WHAT IS EXPECTED
Would you please return the data below verbatim, without its pictures?

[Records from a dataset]

⟨

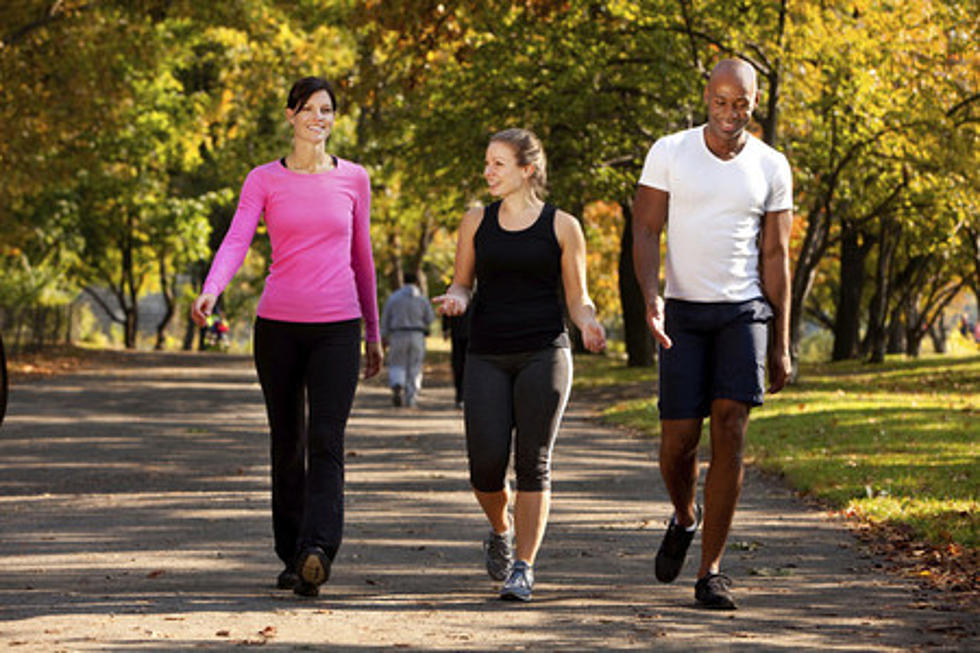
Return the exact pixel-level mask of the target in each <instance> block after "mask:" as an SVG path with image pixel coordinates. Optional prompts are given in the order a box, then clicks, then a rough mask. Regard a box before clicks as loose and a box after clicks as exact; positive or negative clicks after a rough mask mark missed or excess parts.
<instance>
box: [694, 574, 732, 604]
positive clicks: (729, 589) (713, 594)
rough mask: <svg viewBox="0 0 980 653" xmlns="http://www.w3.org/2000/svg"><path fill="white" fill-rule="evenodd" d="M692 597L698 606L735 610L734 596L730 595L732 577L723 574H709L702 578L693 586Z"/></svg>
mask: <svg viewBox="0 0 980 653" xmlns="http://www.w3.org/2000/svg"><path fill="white" fill-rule="evenodd" d="M694 598H695V599H696V600H697V602H698V606H699V607H702V608H707V609H709V610H735V609H737V608H738V606H736V605H735V597H734V596H732V579H731V578H729V577H728V576H726V575H725V574H711V573H709V574H708V575H707V576H705V577H704V578H702V579H701V580H699V581H698V582H697V584H696V585H695V586H694Z"/></svg>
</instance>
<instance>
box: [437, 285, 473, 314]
mask: <svg viewBox="0 0 980 653" xmlns="http://www.w3.org/2000/svg"><path fill="white" fill-rule="evenodd" d="M432 303H433V304H435V305H436V312H438V313H439V315H462V314H463V313H465V312H466V307H467V306H468V305H469V303H470V298H469V296H468V295H467V293H464V292H461V291H459V290H457V289H456V287H455V286H450V287H449V290H447V291H446V294H445V295H439V296H438V297H433V298H432Z"/></svg>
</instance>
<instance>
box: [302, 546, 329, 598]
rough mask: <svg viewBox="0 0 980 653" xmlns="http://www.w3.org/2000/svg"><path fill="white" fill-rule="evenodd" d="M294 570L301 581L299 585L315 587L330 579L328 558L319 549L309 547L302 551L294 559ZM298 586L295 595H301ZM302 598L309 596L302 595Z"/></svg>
mask: <svg viewBox="0 0 980 653" xmlns="http://www.w3.org/2000/svg"><path fill="white" fill-rule="evenodd" d="M296 569H297V570H298V571H299V578H300V580H301V581H302V582H301V583H299V585H303V584H304V583H305V584H309V585H313V586H314V587H317V586H319V585H322V584H323V583H325V582H327V579H329V578H330V558H328V557H327V554H326V553H324V552H323V549H321V548H320V547H318V546H311V547H308V548H306V549H303V552H302V553H300V554H299V557H298V558H296ZM299 585H297V587H296V589H295V591H296V593H297V594H301V592H300V591H299ZM307 590H308V588H307ZM304 596H309V594H304ZM313 596H316V595H315V594H314V595H313Z"/></svg>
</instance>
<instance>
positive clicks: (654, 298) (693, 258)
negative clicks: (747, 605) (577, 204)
mask: <svg viewBox="0 0 980 653" xmlns="http://www.w3.org/2000/svg"><path fill="white" fill-rule="evenodd" d="M704 100H705V103H706V104H707V109H708V122H707V123H706V124H705V125H702V126H700V127H695V128H694V129H688V130H685V131H681V132H678V133H675V134H671V135H669V136H665V137H663V138H661V139H660V140H658V141H657V142H656V143H654V145H653V147H652V148H650V152H649V154H648V155H647V159H646V163H645V164H644V166H643V173H642V175H641V177H640V180H639V186H638V187H637V191H636V199H635V202H634V205H633V237H634V245H633V258H634V262H635V263H634V267H635V272H636V276H637V280H638V281H639V283H640V286H641V288H642V289H643V294H644V297H645V298H646V302H647V322H648V324H649V327H650V331H651V332H652V333H653V336H654V338H656V340H657V341H658V342H659V343H660V345H661V348H660V359H659V363H660V384H659V388H660V389H659V403H658V406H659V410H660V420H661V433H662V437H661V444H660V472H661V475H662V476H663V479H664V484H665V485H666V487H667V491H668V493H669V494H670V498H671V501H672V503H673V504H674V516H673V517H672V518H671V521H670V525H669V526H668V528H667V533H666V535H665V536H664V539H663V542H662V543H661V545H660V549H659V551H658V552H657V559H656V575H657V578H658V579H659V580H661V581H662V582H667V583H669V582H671V581H673V580H674V579H675V578H676V577H677V575H678V574H679V573H680V571H681V568H682V567H683V564H684V558H685V556H686V553H687V548H688V546H690V543H691V540H692V539H693V537H694V533H695V532H696V531H697V527H698V525H699V524H700V523H701V522H702V518H701V517H702V511H701V507H700V506H699V505H698V504H697V502H696V493H697V481H698V462H697V448H698V441H699V440H700V437H701V424H702V422H703V420H704V418H705V417H710V431H711V463H710V466H709V468H708V474H707V477H706V478H705V483H704V519H703V522H704V527H703V532H702V536H701V539H702V542H701V544H702V546H701V567H700V569H699V570H698V576H697V577H698V580H697V583H696V584H695V591H694V595H695V598H696V600H697V602H698V604H699V605H700V606H702V607H705V608H715V609H729V610H732V609H735V601H734V597H733V596H732V592H731V579H729V578H728V577H727V576H725V575H724V574H722V573H720V565H721V557H722V554H723V553H724V549H725V541H726V539H727V537H728V531H729V529H730V527H731V523H732V517H733V516H734V514H735V505H736V503H737V502H738V496H739V493H740V492H741V488H742V474H743V469H742V448H743V442H744V439H745V434H746V430H747V427H748V420H749V409H750V408H751V407H753V406H758V405H761V404H762V400H763V393H764V391H763V386H764V384H765V370H766V354H767V352H766V349H767V346H766V341H767V325H768V323H769V322H770V321H772V322H773V338H772V346H771V348H770V349H769V351H768V363H769V380H770V385H769V389H768V390H769V392H778V391H779V390H780V389H781V388H782V387H783V386H784V385H785V383H786V379H787V377H788V376H789V373H790V365H791V363H790V356H789V304H790V299H789V293H790V285H789V236H790V229H791V227H792V220H793V217H792V208H793V191H792V178H791V174H790V168H789V164H788V163H787V161H786V158H785V157H784V156H783V155H782V154H780V153H779V152H777V151H776V150H774V149H772V148H771V147H769V146H768V145H766V144H765V143H763V142H762V141H760V140H759V139H757V138H755V137H754V136H752V135H751V134H749V133H748V132H747V131H745V128H746V127H747V126H748V124H749V121H750V119H751V116H752V111H753V110H754V109H755V107H756V105H757V103H758V87H757V84H756V76H755V70H754V69H753V68H752V67H751V66H749V65H748V64H747V63H745V62H743V61H739V60H733V59H726V60H724V61H721V62H720V63H718V65H717V66H715V68H714V70H713V71H712V73H711V78H710V79H709V81H708V85H707V87H706V89H705V91H704ZM665 225H666V227H667V255H666V262H665V276H666V288H665V292H664V294H665V295H666V299H667V301H666V304H664V302H663V300H661V298H660V236H661V232H662V231H663V230H664V226H665Z"/></svg>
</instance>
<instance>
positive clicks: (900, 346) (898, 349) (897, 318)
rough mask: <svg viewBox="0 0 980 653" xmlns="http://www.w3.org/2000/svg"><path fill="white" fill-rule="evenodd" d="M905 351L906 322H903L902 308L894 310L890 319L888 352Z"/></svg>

⟩

RESPONSE AREA
Return the exact pixel-level mask of the target in each <instance> block after "mask:" as an SVG path with image pixel coordinates. Optional prompts are given in the order a box, then clicks, then a rough mask. Regard a box before clicks as loose and a box after clicks as exact; positive or negative clicks after a rough mask mark missed or excess parts.
<instance>
box: [694, 574, 732, 604]
positive clicks: (729, 589) (713, 594)
rough mask: <svg viewBox="0 0 980 653" xmlns="http://www.w3.org/2000/svg"><path fill="white" fill-rule="evenodd" d="M692 597L698 606L735 610L734 596L730 595L732 577L723 574H709L702 578L693 586Z"/></svg>
mask: <svg viewBox="0 0 980 653" xmlns="http://www.w3.org/2000/svg"><path fill="white" fill-rule="evenodd" d="M694 598H695V599H696V600H697V602H698V606H699V607H702V608H707V609H709V610H735V609H737V608H738V606H736V605H735V597H734V596H732V579H731V578H729V577H728V576H726V575H725V574H711V573H709V574H708V575H707V576H705V577H704V578H702V579H701V580H699V581H698V582H697V584H696V585H695V586H694Z"/></svg>
</instance>
<instance>
box: [437, 285, 473, 314]
mask: <svg viewBox="0 0 980 653" xmlns="http://www.w3.org/2000/svg"><path fill="white" fill-rule="evenodd" d="M432 303H433V304H435V305H436V312H438V313H439V315H462V314H463V313H465V312H466V307H467V306H468V305H469V303H470V298H469V296H468V295H467V293H464V292H461V291H459V290H457V289H456V287H455V286H450V287H449V290H447V291H446V294H445V295H439V296H438V297H433V298H432Z"/></svg>
</instance>
<instance>
box: [302, 546, 329, 598]
rough mask: <svg viewBox="0 0 980 653" xmlns="http://www.w3.org/2000/svg"><path fill="white" fill-rule="evenodd" d="M294 570L301 581L299 585L315 587L330 579L328 558L319 549L309 547L302 551L294 559ZM298 586L295 595H301ZM302 598L309 596L302 595Z"/></svg>
mask: <svg viewBox="0 0 980 653" xmlns="http://www.w3.org/2000/svg"><path fill="white" fill-rule="evenodd" d="M296 569H297V570H298V571H299V578H300V580H301V581H302V582H301V583H299V585H303V584H304V583H305V584H309V585H313V586H314V587H317V586H319V585H322V584H323V583H325V582H327V579H329V578H330V558H328V557H327V554H326V553H324V552H323V549H321V548H320V547H318V546H311V547H308V548H306V549H303V552H302V553H300V554H299V557H298V558H296ZM299 585H297V587H296V589H295V591H296V593H297V594H301V592H300V591H299ZM307 590H308V588H307ZM304 596H309V594H304ZM313 596H316V595H315V594H314V595H313Z"/></svg>
</instance>
<instance>
positive clicks: (654, 298) (693, 258)
negative clicks: (747, 605) (577, 204)
mask: <svg viewBox="0 0 980 653" xmlns="http://www.w3.org/2000/svg"><path fill="white" fill-rule="evenodd" d="M704 100H705V103H706V104H707V109H708V122H707V123H706V124H705V125H702V126H700V127H695V128H694V129H688V130H685V131H681V132H678V133H675V134H671V135H669V136H665V137H663V138H661V139H660V140H658V141H657V142H656V143H654V145H653V147H652V148H650V152H649V154H648V155H647V159H646V163H645V164H644V166H643V173H642V175H641V177H640V180H639V186H638V187H637V191H636V199H635V202H634V205H633V237H634V245H633V258H634V262H635V263H634V267H635V272H636V276H637V280H638V281H639V283H640V286H641V288H642V289H643V294H644V297H645V298H646V302H647V322H648V324H649V327H650V331H651V332H652V333H653V336H654V338H656V340H657V341H658V342H659V343H660V345H661V348H660V359H659V363H660V384H659V388H660V389H659V403H658V406H659V410H660V420H661V433H662V437H661V444H660V472H661V475H662V476H663V479H664V484H665V485H666V487H667V491H668V493H669V494H670V498H671V501H672V503H673V504H674V516H673V517H672V518H671V521H670V525H669V526H668V528H667V533H666V535H665V536H664V539H663V542H662V543H661V545H660V549H659V551H658V552H657V559H656V575H657V578H658V579H659V580H661V581H662V582H667V583H669V582H671V581H673V580H674V579H675V578H676V577H677V575H678V574H679V573H680V571H681V568H682V567H683V564H684V558H685V556H686V553H687V548H688V546H690V543H691V540H692V539H693V537H694V533H695V532H696V531H697V527H698V525H699V524H700V523H701V522H702V518H701V517H702V511H701V507H700V506H699V505H698V504H697V502H696V493H697V481H698V462H697V448H698V441H699V440H700V437H701V424H702V422H703V420H704V418H705V417H710V431H711V463H710V466H709V468H708V474H707V477H706V478H705V483H704V519H703V522H704V527H703V532H702V536H701V539H702V542H701V544H702V546H701V567H700V569H699V570H698V576H697V577H698V580H697V583H696V584H695V591H694V595H695V598H696V600H697V602H698V604H699V605H700V606H702V607H705V608H715V609H729V610H732V609H735V601H734V597H733V596H732V592H731V579H729V578H728V577H727V576H725V575H724V574H722V573H720V565H721V557H722V554H723V553H724V549H725V541H726V539H727V537H728V531H729V529H730V527H731V523H732V517H733V516H734V514H735V505H736V503H737V502H738V496H739V493H740V492H741V488H742V474H743V469H742V448H743V442H744V439H745V434H746V430H747V427H748V420H749V409H750V408H751V407H753V406H758V405H761V404H762V400H763V393H764V391H763V386H764V384H765V370H766V354H767V352H766V349H767V346H766V341H767V325H768V323H769V322H770V321H772V322H773V338H772V346H771V348H770V349H769V351H768V363H769V380H770V385H769V389H768V390H769V392H778V391H779V390H780V389H781V388H782V387H783V386H784V385H785V383H786V379H787V377H788V376H789V373H790V365H791V363H790V356H789V304H790V299H789V293H790V285H789V236H790V229H791V227H792V220H793V217H792V208H793V191H792V178H791V174H790V168H789V164H788V163H787V161H786V158H785V157H784V156H783V155H782V154H780V153H779V152H777V151H776V150H774V149H772V148H771V147H769V146H768V145H766V144H765V143H763V142H762V141H760V140H759V139H757V138H755V137H754V136H752V135H751V134H749V133H748V132H747V131H745V128H746V127H747V126H748V124H749V121H750V119H751V116H752V111H753V110H754V109H755V107H756V105H757V103H758V87H757V84H756V76H755V70H754V69H753V68H752V67H751V66H749V65H748V64H747V63H745V62H743V61H739V60H733V59H726V60H724V61H721V62H720V63H718V65H717V66H715V68H714V70H713V71H712V73H711V78H710V79H709V81H708V85H707V87H706V89H705V91H704ZM665 225H666V227H667V255H666V262H665V276H666V288H665V292H664V294H665V295H666V299H667V301H666V304H664V302H663V300H661V298H660V236H661V232H662V231H663V230H664V226H665Z"/></svg>
</instance>
<instance>
positive clicks: (900, 346) (898, 349) (897, 318)
rough mask: <svg viewBox="0 0 980 653" xmlns="http://www.w3.org/2000/svg"><path fill="white" fill-rule="evenodd" d="M905 351L906 322H903L902 308L894 310L890 319L888 352Z"/></svg>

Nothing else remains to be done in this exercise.